Copy out exactly every line from the line containing "Identify the tile" until the records below end, inclusive of both boundary lines.

** start **

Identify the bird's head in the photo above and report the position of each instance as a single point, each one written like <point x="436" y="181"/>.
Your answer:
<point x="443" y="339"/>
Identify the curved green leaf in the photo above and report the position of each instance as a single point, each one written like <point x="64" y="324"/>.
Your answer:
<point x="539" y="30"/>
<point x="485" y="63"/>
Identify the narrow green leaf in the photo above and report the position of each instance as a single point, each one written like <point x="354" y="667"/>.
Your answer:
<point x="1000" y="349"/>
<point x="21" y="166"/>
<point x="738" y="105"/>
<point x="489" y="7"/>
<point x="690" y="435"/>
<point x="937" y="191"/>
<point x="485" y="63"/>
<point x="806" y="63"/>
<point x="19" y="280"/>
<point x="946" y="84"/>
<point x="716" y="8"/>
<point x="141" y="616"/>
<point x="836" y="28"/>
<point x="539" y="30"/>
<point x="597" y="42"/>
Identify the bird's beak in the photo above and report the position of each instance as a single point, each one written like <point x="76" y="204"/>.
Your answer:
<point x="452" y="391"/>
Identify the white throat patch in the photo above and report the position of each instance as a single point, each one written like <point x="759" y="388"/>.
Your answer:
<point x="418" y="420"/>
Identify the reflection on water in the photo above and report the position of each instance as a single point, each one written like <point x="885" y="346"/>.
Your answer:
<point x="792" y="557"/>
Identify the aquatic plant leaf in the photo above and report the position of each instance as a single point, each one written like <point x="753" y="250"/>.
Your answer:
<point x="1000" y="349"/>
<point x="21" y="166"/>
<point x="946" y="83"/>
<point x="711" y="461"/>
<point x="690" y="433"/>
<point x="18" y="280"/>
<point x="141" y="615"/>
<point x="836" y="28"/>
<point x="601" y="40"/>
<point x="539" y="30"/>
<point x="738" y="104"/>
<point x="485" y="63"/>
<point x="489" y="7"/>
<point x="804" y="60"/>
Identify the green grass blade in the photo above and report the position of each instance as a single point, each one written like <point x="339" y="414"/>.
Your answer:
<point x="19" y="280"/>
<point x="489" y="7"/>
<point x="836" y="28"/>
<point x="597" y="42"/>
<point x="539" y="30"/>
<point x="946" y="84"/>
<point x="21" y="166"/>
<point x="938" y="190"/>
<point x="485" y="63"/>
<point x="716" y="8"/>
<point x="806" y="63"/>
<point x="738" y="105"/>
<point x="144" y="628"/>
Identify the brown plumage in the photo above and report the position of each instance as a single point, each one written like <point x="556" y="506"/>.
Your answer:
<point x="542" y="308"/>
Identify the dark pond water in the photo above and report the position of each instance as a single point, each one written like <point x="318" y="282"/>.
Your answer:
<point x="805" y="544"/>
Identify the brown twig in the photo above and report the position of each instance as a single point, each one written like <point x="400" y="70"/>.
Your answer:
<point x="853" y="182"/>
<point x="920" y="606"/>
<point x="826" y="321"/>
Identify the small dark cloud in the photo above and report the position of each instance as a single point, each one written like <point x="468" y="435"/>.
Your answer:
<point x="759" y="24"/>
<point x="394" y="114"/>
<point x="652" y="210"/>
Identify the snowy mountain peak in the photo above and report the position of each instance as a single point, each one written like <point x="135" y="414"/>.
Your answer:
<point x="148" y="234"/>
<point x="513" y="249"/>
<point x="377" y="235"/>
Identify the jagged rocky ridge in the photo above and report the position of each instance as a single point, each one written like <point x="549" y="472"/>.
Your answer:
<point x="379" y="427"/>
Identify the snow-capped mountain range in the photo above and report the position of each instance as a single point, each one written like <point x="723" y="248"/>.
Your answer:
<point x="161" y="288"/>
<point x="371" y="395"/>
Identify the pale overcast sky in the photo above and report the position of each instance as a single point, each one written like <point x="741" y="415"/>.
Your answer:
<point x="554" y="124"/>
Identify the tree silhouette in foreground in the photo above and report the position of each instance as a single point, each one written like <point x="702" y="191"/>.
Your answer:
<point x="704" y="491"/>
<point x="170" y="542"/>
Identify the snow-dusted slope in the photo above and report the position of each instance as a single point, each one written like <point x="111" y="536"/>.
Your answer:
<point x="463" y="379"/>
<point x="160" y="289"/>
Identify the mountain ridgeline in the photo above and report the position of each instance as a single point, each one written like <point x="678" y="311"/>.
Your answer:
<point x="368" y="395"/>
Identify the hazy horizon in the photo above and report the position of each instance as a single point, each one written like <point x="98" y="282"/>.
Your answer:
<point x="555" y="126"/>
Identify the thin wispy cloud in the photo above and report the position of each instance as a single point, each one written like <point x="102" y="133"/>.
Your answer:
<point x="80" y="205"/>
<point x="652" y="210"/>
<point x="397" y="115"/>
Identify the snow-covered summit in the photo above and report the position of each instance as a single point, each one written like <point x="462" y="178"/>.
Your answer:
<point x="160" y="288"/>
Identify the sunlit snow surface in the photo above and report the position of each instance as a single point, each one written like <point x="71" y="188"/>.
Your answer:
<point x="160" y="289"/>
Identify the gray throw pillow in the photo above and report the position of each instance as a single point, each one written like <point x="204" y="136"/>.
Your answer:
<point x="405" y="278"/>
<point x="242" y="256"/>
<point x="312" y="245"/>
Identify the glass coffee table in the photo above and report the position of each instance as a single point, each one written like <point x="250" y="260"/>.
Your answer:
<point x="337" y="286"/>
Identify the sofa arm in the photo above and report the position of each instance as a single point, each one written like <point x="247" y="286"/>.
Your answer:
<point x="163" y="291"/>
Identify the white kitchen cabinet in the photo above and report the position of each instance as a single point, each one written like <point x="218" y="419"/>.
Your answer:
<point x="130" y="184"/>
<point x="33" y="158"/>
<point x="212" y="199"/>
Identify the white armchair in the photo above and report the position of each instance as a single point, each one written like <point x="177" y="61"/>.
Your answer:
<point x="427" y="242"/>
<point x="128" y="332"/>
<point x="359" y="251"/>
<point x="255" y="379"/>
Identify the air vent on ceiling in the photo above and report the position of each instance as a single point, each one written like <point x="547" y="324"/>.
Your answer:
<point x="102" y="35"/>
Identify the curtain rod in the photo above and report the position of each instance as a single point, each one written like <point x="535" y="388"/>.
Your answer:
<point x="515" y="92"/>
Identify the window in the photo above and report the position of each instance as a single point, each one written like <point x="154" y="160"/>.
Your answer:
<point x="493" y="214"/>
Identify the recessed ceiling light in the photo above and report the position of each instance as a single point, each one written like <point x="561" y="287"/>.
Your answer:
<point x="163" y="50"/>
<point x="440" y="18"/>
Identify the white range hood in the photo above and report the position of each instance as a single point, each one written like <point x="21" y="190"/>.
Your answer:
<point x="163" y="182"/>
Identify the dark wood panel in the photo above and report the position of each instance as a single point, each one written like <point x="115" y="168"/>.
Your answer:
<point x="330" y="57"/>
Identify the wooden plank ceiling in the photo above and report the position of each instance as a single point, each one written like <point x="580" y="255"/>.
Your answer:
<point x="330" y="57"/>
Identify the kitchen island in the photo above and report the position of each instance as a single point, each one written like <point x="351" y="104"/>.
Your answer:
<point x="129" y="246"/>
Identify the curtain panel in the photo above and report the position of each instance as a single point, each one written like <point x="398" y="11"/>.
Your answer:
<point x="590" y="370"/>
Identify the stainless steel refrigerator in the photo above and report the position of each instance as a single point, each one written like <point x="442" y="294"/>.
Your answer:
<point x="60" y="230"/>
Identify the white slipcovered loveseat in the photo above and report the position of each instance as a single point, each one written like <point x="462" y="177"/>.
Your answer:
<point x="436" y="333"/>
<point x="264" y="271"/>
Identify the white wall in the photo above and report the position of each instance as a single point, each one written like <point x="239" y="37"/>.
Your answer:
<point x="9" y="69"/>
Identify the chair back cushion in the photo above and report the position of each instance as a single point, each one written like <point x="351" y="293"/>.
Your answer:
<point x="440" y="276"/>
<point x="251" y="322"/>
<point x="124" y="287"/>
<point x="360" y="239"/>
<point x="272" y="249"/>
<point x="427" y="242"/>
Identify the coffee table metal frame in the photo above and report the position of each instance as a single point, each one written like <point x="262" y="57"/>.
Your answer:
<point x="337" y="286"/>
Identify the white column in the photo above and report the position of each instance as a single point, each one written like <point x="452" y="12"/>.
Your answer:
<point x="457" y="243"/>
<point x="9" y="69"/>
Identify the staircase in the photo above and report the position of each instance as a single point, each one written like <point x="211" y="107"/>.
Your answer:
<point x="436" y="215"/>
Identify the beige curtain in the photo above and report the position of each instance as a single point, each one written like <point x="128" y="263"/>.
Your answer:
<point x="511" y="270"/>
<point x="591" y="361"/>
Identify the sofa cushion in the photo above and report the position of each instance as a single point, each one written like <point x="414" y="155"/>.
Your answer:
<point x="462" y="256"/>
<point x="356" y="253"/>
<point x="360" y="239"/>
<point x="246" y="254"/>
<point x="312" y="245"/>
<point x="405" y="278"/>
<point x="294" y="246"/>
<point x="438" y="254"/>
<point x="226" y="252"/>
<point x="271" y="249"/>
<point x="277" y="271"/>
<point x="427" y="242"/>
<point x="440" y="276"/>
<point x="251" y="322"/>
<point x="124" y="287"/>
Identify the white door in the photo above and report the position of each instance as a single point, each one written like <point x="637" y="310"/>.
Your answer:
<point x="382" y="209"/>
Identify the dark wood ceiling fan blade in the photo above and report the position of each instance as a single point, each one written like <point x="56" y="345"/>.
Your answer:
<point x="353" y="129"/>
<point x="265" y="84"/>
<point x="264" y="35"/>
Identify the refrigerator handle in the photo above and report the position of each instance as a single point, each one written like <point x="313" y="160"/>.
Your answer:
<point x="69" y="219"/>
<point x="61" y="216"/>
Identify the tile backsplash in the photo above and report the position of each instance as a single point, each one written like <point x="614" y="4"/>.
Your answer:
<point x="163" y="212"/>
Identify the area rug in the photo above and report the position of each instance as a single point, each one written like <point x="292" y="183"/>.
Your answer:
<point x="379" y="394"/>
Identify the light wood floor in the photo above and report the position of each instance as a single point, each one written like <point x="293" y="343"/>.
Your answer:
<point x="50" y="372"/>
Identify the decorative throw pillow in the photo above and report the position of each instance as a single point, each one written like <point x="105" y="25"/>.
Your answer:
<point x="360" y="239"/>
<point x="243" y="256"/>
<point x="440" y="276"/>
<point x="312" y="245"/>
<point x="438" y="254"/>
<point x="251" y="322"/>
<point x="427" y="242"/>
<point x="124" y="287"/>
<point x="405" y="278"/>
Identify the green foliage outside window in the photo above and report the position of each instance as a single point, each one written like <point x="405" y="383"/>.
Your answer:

** end **

[Final result]:
Identify the tile backsplash in the photo above and report the position of each instance as a single point, each one written like <point x="614" y="4"/>.
Your answer:
<point x="163" y="212"/>
Identify the area rug in the photo above and report the position of each instance as a single point, each one written like <point x="292" y="183"/>.
Your answer:
<point x="379" y="394"/>
Identify the light wood floor in the photo above and report the position of each instance as a single point, each one written like <point x="293" y="343"/>.
Your answer:
<point x="50" y="372"/>
Identify the decorative throw pillow in the photo above and report the position of each instance as a single point, each one written like <point x="105" y="25"/>.
Your answer:
<point x="360" y="239"/>
<point x="243" y="256"/>
<point x="440" y="276"/>
<point x="312" y="245"/>
<point x="438" y="254"/>
<point x="251" y="322"/>
<point x="427" y="242"/>
<point x="124" y="287"/>
<point x="405" y="278"/>
Identify the green foliage outside window in the photo above and report the position of each instance as a single point, each one written like <point x="405" y="383"/>.
Your answer:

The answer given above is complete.